__Short task__
Gather every line in the listing below that contains the string "wall", and copy each one in full.

__Exercise input__
══════

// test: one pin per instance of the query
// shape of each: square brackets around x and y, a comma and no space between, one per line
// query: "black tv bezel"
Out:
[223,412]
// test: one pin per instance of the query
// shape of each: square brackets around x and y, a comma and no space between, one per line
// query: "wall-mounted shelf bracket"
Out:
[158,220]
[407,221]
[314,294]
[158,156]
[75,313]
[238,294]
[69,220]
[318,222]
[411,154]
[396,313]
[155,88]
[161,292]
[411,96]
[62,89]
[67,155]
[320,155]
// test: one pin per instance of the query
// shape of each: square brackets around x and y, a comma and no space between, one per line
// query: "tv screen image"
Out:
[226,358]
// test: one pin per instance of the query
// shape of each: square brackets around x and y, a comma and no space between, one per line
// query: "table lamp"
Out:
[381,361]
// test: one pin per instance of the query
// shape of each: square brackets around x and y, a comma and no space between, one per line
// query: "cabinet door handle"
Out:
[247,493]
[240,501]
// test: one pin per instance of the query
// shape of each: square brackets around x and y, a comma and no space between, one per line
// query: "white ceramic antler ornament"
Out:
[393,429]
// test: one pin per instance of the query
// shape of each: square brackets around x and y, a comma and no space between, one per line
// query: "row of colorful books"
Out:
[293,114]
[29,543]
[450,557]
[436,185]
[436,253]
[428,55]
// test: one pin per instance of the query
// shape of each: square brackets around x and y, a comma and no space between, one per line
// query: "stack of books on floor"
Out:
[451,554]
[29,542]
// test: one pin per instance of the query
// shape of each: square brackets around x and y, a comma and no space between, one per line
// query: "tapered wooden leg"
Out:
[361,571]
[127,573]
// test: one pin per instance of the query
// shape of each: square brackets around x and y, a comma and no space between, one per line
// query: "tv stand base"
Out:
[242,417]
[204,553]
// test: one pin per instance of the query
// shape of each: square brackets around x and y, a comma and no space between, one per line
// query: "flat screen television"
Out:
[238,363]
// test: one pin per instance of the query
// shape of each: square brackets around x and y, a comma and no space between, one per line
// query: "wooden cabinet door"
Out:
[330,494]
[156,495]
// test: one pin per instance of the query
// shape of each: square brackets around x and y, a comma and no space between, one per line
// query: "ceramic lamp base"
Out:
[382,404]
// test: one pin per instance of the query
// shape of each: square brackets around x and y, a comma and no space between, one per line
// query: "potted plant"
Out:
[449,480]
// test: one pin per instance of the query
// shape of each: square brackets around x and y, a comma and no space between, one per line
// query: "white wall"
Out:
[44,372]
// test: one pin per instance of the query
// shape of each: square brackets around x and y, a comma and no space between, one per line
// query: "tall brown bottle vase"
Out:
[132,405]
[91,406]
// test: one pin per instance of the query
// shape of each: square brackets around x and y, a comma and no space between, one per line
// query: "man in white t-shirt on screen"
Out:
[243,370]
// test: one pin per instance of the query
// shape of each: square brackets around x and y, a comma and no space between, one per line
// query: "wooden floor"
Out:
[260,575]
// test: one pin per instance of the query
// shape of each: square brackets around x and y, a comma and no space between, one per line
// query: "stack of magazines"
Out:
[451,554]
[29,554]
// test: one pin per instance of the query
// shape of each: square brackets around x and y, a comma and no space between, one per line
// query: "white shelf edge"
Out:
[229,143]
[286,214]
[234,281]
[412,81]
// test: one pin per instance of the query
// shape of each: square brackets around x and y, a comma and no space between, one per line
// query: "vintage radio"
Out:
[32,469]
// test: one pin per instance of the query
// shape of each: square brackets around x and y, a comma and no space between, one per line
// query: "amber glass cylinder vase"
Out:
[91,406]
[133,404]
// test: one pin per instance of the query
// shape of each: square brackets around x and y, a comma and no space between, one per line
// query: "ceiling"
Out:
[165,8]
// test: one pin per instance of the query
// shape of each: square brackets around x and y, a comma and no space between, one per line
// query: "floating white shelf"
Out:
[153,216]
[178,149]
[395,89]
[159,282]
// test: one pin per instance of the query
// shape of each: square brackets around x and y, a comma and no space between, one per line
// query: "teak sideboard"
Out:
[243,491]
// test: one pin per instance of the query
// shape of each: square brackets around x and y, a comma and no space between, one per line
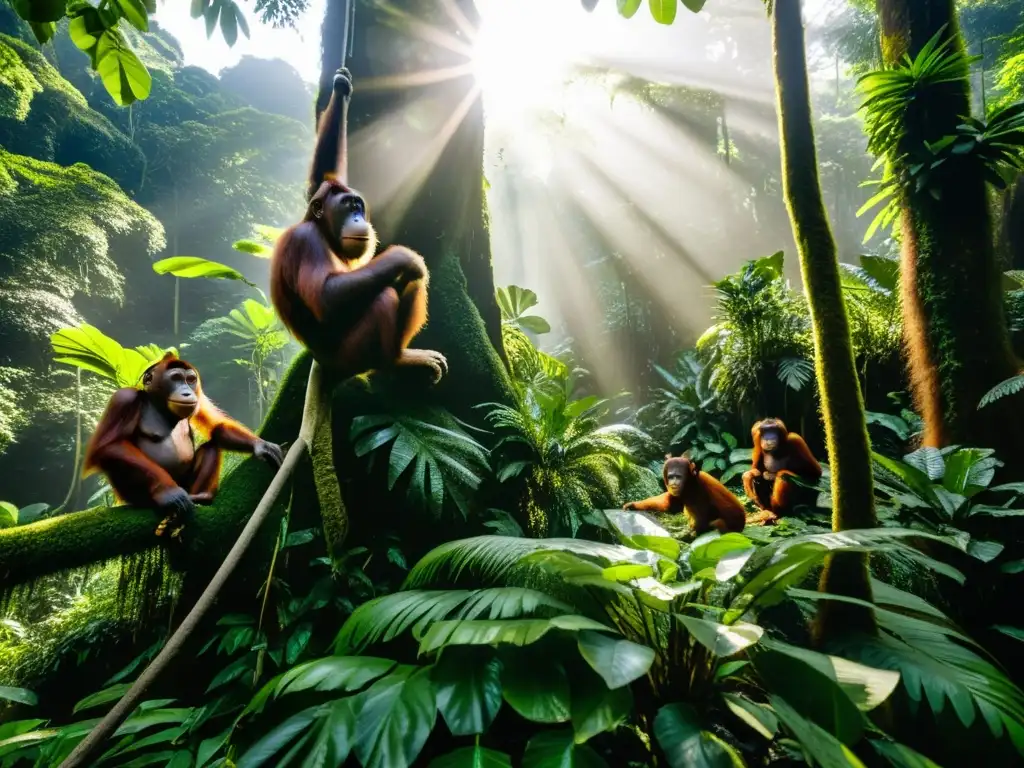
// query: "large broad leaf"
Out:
[685,744]
[472,757]
[595,708]
[721,639]
[22,695]
[90,349]
[664,11]
[826,751]
[513,632]
[264,752]
[866,686]
[708,549]
[536,685]
[812,693]
[757,716]
[195,266]
[396,717]
[384,619]
[559,750]
[617,660]
[8,515]
[627,8]
[467,682]
[124,76]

══════

__Solution to the exercise__
// query: "wall-mounted shelf bracket"
// query: "white wall"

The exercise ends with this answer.